Reproduce only this part of the listing: the line with "Can you find the market building", plus every line after it through the last.

* The data *
┄┄┄┄┄┄┄┄┄┄

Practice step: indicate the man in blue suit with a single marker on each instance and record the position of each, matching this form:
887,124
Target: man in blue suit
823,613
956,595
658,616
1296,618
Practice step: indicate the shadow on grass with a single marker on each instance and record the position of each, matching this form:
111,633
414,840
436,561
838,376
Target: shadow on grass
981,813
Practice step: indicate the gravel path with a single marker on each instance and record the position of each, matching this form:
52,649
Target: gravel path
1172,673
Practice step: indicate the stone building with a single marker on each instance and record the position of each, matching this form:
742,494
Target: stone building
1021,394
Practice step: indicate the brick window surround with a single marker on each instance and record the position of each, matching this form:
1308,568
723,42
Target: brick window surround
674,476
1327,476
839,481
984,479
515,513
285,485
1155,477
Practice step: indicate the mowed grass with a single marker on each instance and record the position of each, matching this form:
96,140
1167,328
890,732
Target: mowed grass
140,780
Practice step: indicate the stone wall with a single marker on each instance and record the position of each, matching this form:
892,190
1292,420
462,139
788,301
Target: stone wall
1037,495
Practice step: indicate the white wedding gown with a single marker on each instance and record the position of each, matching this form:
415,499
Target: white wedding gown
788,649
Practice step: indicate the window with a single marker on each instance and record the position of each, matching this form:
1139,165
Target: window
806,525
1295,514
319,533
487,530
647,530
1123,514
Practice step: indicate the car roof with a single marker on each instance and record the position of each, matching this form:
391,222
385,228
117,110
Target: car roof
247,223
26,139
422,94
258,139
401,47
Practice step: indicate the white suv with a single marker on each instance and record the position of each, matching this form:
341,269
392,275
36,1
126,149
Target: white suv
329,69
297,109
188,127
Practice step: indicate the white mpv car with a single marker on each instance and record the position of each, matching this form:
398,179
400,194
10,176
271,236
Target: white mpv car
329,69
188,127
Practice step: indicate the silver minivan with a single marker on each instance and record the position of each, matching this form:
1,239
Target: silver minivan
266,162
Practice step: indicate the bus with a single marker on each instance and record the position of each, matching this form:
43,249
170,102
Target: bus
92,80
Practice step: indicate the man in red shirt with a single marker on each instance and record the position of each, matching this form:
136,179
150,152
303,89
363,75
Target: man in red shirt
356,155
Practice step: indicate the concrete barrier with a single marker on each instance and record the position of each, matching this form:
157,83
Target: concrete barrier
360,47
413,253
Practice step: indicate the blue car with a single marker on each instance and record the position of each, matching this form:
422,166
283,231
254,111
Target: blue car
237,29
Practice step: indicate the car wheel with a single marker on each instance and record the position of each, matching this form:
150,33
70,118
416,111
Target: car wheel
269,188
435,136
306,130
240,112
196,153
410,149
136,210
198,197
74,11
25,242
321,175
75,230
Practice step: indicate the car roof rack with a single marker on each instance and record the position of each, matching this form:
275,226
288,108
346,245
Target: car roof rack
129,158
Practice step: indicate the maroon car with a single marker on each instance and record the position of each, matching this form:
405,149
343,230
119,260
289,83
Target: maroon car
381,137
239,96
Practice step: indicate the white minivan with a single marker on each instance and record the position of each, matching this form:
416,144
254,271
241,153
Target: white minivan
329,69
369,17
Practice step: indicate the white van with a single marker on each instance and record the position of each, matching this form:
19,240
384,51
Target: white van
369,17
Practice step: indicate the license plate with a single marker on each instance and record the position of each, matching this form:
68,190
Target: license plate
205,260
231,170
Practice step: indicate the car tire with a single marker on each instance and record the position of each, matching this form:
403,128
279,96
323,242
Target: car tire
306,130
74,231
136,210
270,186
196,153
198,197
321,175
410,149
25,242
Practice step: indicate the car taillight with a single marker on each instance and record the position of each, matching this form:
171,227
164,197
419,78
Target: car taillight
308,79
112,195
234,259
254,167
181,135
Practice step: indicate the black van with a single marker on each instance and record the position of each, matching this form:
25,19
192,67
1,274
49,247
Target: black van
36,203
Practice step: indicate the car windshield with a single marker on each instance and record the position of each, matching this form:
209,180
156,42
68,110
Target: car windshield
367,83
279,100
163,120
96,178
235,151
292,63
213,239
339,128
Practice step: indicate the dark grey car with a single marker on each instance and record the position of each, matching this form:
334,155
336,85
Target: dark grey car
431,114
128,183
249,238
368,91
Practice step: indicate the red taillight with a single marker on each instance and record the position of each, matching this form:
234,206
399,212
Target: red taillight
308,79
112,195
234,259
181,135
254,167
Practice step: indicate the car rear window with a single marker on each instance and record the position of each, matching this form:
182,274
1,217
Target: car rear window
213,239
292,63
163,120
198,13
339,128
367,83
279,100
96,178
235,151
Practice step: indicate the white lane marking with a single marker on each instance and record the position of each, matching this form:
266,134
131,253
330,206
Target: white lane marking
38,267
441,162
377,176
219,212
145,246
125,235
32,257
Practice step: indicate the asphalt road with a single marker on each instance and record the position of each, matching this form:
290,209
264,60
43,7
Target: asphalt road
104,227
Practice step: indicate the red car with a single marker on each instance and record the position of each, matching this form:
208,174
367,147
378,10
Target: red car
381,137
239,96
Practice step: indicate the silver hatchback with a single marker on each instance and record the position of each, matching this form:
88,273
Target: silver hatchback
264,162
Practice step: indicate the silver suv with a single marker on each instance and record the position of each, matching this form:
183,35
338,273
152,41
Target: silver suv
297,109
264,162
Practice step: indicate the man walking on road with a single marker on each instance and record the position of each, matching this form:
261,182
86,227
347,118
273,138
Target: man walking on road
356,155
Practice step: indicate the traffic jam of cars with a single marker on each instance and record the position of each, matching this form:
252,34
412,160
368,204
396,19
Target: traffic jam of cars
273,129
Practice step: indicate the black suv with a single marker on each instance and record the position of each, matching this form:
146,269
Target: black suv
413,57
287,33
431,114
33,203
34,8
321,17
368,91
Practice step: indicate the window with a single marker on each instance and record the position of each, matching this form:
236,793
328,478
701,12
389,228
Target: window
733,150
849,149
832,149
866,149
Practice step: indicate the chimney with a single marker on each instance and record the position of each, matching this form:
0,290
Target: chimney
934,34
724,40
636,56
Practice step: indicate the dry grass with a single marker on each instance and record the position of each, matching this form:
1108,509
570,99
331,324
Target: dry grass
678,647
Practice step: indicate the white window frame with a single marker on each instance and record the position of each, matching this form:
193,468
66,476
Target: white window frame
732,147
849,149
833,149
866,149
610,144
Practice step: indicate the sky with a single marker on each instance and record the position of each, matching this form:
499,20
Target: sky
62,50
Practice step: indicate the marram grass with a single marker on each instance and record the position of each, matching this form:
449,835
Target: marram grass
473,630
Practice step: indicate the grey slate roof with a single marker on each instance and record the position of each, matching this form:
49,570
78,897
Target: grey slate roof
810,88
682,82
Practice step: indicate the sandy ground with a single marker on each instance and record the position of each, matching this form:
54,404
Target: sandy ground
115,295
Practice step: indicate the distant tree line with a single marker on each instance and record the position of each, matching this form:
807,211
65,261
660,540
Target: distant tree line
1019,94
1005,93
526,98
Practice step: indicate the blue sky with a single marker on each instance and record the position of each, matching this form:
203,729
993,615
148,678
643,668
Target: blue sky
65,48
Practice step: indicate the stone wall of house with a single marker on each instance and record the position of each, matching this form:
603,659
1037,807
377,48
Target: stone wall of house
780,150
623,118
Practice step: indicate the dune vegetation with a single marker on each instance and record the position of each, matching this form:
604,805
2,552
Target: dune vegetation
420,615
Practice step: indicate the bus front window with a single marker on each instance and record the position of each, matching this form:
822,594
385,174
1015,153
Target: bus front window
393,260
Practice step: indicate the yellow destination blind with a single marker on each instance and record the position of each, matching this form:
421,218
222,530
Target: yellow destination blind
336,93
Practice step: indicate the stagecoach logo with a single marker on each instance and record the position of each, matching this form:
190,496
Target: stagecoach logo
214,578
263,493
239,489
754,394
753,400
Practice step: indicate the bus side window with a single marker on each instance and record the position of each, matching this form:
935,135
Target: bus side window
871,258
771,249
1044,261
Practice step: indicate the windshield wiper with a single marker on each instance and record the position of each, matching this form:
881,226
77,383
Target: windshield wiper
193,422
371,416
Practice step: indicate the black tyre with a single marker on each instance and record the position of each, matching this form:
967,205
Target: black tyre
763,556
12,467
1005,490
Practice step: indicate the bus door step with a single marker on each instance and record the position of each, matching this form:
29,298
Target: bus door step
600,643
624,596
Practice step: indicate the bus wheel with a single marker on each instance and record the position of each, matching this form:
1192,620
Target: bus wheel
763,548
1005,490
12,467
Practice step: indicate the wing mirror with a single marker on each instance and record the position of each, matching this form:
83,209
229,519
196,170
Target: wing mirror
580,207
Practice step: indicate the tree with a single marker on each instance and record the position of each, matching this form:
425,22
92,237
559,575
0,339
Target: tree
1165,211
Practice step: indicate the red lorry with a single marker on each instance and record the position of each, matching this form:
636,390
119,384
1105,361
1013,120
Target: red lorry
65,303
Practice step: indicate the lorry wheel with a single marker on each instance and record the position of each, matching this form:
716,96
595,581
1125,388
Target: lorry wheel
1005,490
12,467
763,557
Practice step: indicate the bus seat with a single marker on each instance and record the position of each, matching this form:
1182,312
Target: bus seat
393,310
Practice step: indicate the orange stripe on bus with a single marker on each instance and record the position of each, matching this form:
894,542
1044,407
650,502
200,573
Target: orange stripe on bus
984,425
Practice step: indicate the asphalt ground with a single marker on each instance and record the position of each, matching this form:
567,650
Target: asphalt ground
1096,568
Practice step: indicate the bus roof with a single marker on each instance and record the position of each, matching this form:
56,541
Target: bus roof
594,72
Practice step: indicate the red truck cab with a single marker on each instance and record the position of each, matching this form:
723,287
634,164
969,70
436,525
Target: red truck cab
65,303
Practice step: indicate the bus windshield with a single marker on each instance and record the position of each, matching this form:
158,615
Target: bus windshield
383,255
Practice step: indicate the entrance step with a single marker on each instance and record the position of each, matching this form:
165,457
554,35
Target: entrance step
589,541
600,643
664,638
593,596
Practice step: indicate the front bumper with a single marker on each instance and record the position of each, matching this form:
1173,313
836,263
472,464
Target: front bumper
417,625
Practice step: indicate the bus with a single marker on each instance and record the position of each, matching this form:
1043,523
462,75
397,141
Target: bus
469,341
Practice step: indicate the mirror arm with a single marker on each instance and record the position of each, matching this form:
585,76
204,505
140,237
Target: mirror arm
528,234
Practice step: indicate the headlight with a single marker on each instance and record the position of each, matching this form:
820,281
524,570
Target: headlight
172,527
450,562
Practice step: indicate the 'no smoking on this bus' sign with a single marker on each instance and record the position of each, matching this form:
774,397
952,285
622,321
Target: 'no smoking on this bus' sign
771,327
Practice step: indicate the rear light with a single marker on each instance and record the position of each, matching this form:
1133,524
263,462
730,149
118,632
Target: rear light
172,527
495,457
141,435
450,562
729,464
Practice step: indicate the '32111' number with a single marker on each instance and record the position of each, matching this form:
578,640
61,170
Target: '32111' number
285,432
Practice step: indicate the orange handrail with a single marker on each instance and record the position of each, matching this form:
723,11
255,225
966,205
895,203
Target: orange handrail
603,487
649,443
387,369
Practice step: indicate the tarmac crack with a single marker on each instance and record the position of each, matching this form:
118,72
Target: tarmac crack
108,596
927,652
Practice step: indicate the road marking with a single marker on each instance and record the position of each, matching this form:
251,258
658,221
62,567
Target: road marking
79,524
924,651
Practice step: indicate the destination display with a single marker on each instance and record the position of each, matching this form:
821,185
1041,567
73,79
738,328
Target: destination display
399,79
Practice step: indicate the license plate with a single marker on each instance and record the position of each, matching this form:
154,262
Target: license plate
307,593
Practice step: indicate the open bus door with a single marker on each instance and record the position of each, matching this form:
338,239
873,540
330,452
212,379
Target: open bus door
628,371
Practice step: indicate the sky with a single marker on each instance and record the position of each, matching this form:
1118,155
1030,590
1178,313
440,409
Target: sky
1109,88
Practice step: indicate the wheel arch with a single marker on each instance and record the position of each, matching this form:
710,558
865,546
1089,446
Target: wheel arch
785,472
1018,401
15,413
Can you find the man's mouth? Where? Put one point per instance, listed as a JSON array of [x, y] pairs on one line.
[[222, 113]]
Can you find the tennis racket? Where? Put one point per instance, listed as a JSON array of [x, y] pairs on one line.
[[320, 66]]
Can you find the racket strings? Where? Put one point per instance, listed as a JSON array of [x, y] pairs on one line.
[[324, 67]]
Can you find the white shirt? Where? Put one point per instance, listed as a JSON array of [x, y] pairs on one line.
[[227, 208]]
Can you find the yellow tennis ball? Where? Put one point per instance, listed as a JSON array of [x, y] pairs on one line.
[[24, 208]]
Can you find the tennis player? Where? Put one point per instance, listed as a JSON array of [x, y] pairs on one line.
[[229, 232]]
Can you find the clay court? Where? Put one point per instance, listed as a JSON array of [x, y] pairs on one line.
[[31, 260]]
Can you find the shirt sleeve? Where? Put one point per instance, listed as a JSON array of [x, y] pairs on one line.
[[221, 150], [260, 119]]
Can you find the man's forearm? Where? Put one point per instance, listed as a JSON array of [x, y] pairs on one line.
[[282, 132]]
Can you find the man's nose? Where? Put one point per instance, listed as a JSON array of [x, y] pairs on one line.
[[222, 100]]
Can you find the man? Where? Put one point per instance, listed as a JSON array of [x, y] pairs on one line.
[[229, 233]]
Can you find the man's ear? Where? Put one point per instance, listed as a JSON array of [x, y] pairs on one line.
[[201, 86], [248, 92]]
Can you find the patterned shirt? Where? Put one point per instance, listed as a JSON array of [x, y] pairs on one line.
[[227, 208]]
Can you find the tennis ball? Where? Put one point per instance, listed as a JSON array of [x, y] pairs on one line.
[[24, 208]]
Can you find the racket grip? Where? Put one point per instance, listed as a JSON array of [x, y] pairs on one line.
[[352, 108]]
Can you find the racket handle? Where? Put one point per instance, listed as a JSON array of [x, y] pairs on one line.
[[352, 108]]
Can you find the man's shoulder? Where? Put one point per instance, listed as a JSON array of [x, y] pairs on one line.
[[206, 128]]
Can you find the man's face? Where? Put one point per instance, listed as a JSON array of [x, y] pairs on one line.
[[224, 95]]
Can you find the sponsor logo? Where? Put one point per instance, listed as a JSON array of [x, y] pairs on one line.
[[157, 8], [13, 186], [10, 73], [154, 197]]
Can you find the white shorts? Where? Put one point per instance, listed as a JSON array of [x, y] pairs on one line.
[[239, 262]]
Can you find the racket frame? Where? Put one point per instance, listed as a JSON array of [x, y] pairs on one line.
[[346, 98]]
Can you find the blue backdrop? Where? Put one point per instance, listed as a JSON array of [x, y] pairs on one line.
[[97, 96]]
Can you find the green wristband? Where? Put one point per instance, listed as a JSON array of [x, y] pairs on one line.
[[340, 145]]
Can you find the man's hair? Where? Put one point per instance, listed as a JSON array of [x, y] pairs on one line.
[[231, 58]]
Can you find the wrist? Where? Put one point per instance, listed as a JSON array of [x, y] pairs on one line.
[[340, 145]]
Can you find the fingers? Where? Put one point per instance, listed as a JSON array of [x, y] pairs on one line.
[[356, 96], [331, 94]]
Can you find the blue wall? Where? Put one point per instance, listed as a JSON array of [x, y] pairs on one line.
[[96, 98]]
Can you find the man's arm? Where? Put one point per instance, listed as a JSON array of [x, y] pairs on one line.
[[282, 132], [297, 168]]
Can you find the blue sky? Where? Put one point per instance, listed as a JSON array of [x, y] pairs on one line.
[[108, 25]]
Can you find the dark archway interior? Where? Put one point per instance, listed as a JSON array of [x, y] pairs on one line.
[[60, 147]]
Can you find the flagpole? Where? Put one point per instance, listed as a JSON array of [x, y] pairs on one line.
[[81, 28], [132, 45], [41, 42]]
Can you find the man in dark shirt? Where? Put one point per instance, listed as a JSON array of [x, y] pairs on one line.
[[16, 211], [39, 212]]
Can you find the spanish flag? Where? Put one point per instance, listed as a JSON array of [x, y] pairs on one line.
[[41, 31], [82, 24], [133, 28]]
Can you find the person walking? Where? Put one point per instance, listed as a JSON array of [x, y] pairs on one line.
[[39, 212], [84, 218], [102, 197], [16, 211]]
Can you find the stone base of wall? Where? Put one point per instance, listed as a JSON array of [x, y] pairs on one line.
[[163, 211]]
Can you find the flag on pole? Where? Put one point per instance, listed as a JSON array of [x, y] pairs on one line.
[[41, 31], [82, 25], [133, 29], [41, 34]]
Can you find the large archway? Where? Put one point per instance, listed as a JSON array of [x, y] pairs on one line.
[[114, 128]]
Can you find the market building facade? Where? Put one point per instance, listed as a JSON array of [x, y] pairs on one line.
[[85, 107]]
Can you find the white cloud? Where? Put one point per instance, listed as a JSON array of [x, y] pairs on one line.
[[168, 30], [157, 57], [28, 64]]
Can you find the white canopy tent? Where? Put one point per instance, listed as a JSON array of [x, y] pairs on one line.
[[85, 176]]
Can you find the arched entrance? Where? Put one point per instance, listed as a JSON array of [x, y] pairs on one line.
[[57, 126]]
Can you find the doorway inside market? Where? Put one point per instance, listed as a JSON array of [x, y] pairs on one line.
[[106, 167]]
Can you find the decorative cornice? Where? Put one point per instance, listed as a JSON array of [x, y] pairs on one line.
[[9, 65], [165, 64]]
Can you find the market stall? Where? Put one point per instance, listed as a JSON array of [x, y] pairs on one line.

┄┄┄┄┄┄┄┄┄┄

* Response for this exercise *
Can you find the market building facade? Where? Put one point per instance, listed as a JSON array of [x, y] pairs on one line.
[[85, 107]]
Can you find the white cloud? Where? Put one point per instance, listed as a JSON array of [x, y] pairs on one line.
[[168, 30], [157, 57], [28, 64]]
Can you find the white canopy tent? Where? Put one point per instance, listed as a JSON array of [x, y] pairs on one line.
[[85, 176]]
Can you find the arched entrance? Where? Put one point per instance, listed as a JSON array of [x, y] pairs on one line.
[[57, 126]]
Can you find the doorway inside market? Where? Put one point per instance, listed as a JSON array of [x, y] pairs on one line.
[[106, 167]]
Can you find the decorative cornice? Where? Put one point per instance, listed as a JSON array of [x, y] pairs on one line.
[[9, 65], [165, 64]]
Can you find the market stall? Where? Put one point per instance, listed as a JSON array of [x, y] pairs on one line.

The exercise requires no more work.